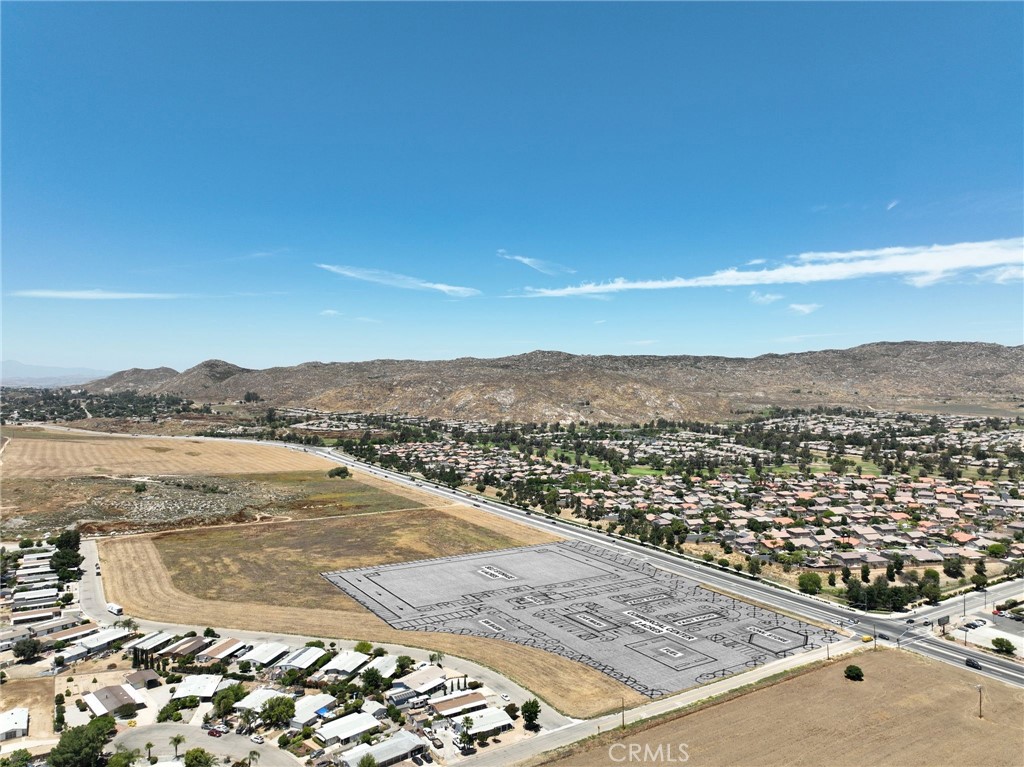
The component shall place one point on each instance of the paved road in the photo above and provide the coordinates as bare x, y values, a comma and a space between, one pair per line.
547, 740
916, 639
913, 637
236, 747
94, 605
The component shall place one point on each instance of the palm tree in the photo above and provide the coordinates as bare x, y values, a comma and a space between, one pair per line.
176, 740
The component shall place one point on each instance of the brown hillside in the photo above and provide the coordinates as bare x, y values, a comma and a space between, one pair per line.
556, 386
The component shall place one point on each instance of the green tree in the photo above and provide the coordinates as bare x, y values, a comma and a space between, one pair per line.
278, 712
176, 740
27, 649
200, 758
80, 747
372, 680
530, 711
810, 583
223, 701
1004, 646
19, 758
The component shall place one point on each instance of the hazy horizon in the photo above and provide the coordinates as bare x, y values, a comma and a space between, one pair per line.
274, 183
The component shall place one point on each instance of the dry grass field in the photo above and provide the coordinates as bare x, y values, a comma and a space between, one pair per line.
908, 712
33, 455
37, 696
269, 581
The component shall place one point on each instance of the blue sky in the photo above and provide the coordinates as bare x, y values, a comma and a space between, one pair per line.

> Your instructions:
Reproduce all of the records above in full, each line of text and each answer line, with every answer coordinate scaled by 0.3 and rounded to a whole number, halves rounding up. Leave the pictures out.

> Exercise response:
The component shall place one point on each instance of the paved road in the photo above and provide the coordinates as bare x, y values, a comma and a space between, one pair per line.
164, 222
275, 192
274, 191
71, 224
28, 182
The component shall place one point on each instance of the palm tree in the photo above and provide the coordinates as bare x, y values, a comma and a space between, one pair per line.
53, 222
The component shall place one point on each instance of the brown hillside in the photo above and provide the coordinates as bare x, y values, a comma and a space between, one pair per line.
167, 116
The component shall place one point on each instance of the green tree in the photo above and provide the coordinates as bare x, y values, a comma and a space between, one pair per line.
83, 214
53, 222
8, 195
60, 227
24, 224
112, 204
159, 213
243, 175
67, 210
301, 194
6, 227
The component shall place one point on each instance of the hazy horizon in the photo above and provide the coordinates as bare x, y values, a comma and a space between, one pair per line.
82, 55
The component shall place one point on each instance of the dry grass field in the photo above and provide the coordinates as bare x, y values, a comma and a space between, one pair per line.
272, 214
10, 137
11, 209
81, 174
The component shall place one point on each instance of the blue sky in the photo above and provide the coordinates as bare x, y values, a comma and a space between, one pair per line.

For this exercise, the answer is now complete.